Exercise directions:
How many lines in the material below contain the string "grass"? Reply with the number alone.

## BEGIN Provided information

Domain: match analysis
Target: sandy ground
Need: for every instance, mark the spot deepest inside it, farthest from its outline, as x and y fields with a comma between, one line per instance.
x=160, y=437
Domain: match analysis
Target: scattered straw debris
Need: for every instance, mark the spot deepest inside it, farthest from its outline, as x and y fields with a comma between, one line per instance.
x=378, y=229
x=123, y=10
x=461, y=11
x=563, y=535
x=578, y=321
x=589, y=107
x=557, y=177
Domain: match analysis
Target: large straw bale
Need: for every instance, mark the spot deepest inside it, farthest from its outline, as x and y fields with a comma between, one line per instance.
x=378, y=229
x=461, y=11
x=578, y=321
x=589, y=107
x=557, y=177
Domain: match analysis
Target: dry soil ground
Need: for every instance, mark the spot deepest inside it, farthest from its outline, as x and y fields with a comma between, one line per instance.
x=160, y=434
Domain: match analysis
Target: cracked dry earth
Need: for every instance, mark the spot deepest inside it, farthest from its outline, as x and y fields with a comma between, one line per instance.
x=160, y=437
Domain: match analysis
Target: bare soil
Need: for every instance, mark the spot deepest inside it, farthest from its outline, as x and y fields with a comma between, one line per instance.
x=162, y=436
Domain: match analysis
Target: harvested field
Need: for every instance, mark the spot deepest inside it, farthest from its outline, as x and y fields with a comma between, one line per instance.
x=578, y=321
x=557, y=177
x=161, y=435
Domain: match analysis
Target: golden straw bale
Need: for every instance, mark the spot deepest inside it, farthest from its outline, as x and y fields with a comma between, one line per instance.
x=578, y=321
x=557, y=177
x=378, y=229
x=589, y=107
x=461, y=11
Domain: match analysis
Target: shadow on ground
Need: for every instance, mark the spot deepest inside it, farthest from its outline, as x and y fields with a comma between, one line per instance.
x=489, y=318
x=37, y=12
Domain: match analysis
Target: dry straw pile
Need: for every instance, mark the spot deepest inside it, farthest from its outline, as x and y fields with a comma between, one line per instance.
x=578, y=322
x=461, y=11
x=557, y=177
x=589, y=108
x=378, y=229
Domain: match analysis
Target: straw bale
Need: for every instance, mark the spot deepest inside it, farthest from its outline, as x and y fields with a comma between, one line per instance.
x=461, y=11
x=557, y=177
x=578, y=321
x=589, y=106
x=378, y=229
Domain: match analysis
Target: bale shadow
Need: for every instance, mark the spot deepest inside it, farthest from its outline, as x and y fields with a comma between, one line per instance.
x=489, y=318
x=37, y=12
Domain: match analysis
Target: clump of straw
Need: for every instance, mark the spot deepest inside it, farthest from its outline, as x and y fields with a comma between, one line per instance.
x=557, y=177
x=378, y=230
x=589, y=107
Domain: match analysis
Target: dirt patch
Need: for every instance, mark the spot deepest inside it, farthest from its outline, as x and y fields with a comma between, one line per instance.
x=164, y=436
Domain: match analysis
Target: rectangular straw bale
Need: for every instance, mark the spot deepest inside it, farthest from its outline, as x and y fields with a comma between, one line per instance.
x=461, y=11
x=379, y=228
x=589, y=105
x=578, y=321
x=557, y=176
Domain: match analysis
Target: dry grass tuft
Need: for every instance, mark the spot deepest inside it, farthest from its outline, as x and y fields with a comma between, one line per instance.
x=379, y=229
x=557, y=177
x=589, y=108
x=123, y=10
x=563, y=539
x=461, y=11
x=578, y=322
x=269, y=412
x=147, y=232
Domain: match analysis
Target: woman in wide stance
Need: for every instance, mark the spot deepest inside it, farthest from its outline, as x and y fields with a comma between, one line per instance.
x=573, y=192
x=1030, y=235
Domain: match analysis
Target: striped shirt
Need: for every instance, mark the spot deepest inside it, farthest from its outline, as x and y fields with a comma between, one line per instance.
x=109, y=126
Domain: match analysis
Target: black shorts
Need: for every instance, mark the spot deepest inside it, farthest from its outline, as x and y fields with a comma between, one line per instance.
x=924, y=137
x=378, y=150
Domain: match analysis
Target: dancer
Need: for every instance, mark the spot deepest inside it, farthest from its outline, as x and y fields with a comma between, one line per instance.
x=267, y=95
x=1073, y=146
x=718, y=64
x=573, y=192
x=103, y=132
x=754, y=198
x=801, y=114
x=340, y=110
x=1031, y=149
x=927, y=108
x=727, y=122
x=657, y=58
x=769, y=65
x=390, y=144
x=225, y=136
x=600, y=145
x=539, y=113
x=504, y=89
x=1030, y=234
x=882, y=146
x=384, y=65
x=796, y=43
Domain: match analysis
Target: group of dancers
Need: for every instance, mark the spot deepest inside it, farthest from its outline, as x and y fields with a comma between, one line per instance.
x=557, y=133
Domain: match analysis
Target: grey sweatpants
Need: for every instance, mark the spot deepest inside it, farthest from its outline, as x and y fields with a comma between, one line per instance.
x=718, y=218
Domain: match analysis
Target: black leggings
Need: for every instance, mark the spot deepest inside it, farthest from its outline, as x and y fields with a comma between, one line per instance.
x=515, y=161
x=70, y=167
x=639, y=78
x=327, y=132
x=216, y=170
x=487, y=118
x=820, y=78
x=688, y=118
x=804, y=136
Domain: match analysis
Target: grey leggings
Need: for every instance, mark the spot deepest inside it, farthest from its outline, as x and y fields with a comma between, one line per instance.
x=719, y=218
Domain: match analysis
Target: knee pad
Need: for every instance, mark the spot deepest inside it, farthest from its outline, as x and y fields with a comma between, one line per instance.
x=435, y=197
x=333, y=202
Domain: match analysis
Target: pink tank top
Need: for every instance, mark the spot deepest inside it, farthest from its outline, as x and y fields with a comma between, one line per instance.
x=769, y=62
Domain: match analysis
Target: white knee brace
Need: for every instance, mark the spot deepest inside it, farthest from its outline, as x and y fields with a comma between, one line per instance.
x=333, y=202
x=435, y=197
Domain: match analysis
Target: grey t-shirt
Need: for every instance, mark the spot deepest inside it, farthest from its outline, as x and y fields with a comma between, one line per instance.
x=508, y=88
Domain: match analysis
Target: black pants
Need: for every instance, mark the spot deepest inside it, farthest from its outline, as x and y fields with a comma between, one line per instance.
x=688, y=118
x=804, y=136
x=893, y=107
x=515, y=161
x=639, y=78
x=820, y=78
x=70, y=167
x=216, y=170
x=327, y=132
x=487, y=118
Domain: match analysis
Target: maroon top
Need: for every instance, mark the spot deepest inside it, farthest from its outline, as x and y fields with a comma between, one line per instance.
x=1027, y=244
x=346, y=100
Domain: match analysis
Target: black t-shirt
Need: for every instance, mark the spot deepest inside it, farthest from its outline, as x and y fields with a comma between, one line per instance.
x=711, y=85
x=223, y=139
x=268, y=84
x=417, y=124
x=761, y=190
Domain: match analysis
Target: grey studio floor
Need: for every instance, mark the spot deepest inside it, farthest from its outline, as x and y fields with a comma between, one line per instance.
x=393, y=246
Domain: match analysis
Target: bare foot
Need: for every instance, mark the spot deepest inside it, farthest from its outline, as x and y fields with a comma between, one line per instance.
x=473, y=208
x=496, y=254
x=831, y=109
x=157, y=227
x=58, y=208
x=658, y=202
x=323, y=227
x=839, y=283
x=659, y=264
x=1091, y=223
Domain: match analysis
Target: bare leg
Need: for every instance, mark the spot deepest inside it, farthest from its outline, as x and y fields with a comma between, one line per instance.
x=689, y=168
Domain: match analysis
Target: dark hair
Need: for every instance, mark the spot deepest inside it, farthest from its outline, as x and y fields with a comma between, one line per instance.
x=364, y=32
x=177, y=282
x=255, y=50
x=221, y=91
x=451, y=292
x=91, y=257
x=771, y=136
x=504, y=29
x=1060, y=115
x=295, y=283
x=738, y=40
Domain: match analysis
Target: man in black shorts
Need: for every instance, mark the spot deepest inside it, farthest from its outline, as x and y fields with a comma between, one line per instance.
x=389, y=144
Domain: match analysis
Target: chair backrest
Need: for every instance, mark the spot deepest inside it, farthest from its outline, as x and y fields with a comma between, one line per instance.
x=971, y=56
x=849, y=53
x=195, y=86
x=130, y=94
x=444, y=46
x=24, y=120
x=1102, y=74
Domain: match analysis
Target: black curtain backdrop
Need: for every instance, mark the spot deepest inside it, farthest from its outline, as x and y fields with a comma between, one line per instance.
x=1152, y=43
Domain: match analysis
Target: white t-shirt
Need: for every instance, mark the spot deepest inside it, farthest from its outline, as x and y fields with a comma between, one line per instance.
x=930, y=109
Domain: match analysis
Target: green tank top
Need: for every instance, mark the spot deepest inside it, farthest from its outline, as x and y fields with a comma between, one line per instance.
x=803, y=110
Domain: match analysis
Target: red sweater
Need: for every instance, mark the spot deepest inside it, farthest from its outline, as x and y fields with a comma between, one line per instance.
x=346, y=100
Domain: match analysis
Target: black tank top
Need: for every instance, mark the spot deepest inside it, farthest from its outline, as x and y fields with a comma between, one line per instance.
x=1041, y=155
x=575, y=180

## END Provided information
## BEGIN Provided information

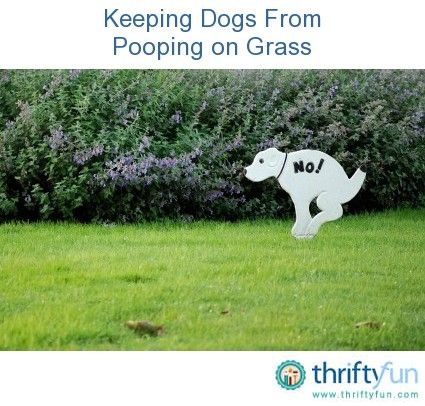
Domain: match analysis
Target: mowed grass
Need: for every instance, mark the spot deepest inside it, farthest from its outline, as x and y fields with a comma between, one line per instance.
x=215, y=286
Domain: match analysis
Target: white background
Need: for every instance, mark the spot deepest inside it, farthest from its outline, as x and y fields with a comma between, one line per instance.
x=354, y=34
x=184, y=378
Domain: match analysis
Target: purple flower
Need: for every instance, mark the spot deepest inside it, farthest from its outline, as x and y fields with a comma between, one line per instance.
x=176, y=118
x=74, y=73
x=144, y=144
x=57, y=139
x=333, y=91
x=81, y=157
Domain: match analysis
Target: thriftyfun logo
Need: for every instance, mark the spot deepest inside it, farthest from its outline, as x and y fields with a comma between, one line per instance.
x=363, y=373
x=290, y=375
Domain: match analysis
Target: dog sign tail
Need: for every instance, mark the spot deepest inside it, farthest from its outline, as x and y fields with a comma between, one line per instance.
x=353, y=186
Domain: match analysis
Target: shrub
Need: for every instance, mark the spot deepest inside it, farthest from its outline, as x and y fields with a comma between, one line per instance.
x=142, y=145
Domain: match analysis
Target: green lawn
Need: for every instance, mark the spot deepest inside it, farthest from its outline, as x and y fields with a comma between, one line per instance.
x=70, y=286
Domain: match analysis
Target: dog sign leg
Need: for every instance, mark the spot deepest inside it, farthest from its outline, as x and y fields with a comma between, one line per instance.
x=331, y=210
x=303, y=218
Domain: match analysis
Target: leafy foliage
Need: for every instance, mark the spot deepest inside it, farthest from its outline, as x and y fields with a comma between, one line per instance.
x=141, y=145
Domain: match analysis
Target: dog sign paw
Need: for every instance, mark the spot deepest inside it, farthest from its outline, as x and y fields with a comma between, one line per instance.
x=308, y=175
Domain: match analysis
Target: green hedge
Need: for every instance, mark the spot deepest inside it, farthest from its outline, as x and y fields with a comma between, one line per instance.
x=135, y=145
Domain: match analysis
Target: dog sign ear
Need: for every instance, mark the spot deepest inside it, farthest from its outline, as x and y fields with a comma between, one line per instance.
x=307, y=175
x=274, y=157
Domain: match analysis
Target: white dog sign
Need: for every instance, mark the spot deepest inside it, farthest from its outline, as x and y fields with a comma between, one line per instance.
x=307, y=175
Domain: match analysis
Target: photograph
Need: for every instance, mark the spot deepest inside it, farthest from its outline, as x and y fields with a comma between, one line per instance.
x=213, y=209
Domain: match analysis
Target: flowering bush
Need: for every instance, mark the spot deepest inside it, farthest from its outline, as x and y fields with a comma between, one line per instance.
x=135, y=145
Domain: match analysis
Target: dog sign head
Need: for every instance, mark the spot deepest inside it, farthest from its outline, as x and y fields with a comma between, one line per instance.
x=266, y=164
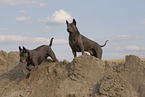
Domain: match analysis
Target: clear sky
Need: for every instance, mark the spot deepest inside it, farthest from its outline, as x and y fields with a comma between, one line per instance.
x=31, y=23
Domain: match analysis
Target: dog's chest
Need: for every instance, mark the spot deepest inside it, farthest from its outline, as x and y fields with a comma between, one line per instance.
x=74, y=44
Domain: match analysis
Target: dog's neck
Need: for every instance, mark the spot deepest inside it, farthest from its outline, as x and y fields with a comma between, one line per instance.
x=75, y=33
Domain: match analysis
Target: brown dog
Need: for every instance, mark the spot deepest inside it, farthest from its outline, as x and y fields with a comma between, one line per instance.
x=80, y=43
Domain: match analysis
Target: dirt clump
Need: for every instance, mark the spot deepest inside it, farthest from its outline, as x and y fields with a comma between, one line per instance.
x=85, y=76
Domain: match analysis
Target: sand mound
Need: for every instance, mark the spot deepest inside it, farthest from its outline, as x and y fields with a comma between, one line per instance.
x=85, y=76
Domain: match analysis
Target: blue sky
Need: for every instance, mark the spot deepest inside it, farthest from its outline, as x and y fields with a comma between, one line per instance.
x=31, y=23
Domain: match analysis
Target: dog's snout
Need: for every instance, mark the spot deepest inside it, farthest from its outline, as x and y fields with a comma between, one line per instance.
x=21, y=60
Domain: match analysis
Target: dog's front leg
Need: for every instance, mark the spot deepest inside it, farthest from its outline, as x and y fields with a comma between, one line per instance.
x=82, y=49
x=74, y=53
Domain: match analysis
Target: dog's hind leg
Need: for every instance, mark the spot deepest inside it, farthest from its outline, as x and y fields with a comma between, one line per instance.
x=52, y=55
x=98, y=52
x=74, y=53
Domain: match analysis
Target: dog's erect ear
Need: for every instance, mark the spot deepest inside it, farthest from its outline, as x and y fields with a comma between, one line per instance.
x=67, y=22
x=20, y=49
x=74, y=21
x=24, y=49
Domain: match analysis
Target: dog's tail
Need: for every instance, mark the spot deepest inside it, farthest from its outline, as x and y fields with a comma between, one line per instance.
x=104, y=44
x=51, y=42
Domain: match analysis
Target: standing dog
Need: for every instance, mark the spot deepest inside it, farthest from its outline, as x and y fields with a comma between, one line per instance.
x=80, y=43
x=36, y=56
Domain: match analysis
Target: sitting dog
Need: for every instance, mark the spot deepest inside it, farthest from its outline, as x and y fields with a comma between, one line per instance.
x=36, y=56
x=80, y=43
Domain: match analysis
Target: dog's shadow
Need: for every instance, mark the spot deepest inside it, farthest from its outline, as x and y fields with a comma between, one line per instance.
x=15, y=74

## END Provided information

Complete answer:
2